#### [EXERCISE]
Format the lines of the items below as a JSON list of strings, one string per line and no blank lines, starting at the line that contains "If you could point to the walking" and ending at the last line of the items. Leave the pictures out.

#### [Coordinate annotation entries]

►

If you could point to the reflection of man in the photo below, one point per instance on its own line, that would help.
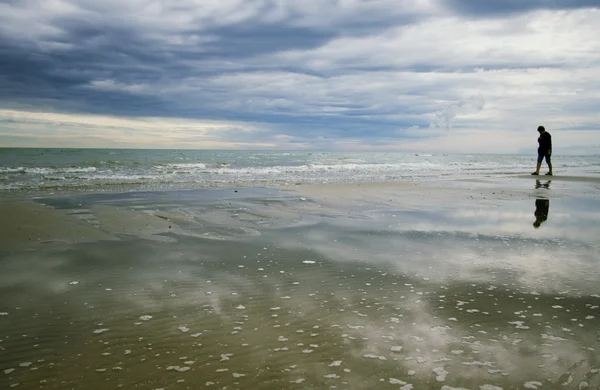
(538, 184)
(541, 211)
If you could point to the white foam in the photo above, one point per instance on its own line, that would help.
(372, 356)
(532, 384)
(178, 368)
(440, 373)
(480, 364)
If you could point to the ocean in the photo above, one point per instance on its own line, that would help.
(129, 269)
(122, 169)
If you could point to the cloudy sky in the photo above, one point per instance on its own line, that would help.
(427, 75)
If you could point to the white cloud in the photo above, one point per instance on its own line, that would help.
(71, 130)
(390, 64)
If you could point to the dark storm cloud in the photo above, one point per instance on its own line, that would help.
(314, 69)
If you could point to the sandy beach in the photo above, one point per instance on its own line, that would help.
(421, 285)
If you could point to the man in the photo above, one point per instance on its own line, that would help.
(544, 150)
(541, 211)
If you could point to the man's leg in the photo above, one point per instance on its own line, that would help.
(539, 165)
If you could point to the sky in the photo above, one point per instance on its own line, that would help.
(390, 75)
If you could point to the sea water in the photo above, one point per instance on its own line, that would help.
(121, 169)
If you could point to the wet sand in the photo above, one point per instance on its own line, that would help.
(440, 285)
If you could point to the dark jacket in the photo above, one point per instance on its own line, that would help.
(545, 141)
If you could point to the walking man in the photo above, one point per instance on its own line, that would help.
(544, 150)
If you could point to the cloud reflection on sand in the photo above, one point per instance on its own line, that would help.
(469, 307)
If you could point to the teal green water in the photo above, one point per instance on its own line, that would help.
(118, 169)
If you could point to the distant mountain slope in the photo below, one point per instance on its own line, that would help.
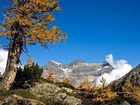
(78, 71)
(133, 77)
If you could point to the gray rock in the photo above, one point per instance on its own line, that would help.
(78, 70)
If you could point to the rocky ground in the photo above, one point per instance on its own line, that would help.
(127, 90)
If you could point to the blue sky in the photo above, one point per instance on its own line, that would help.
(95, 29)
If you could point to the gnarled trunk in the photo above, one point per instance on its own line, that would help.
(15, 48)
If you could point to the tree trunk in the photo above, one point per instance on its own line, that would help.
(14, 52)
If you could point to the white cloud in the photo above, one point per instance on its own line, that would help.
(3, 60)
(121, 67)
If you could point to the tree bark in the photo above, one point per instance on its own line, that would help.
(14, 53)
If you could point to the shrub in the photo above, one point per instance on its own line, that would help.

◄

#### [TASK RESULT]
[
  "If you could point to the walking man in the photo above, one point per instance on its own line, that would help.",
  "(544, 150)",
  "If you could point to the cloud reflection on sand in the photo above, one point per instance on its own line, that would help.",
  "(469, 307)",
  "If you could point to the teal green water in the photo above, one point per instance on its own line, that would help.",
  "(118, 169)",
  "If you could point to the distant mountain slope in the photo below, one point per instance on its own line, that would help.",
  "(78, 71)",
  "(133, 77)",
  "If you could point to the gray rock in the photo above, one point per instance on its own line, that would help.",
  "(78, 70)",
  "If you could point to the rocky ground in the photo above, one point per instance on its own line, that would help.",
  "(127, 90)",
  "If you could point to the blue sky in the photo above, one point per instance on its own line, that would help.",
  "(95, 29)",
  "If you could point to the gnarled trunk in the photo above, one point per instance on its own line, that would help.",
  "(15, 48)",
  "If you could point to the tree trunk in the photo above, one point per instance on its own line, that would help.",
  "(14, 52)",
  "If you could point to the white cloud in the photo above, one point per instance on its own line, that would help.",
  "(3, 60)",
  "(121, 67)",
  "If you could point to the tree bark in the photo above, one point per instance on its own line, that would help.",
  "(14, 53)",
  "If you could point to the shrub in the photo above, one point per instance on its own line, that would help."
]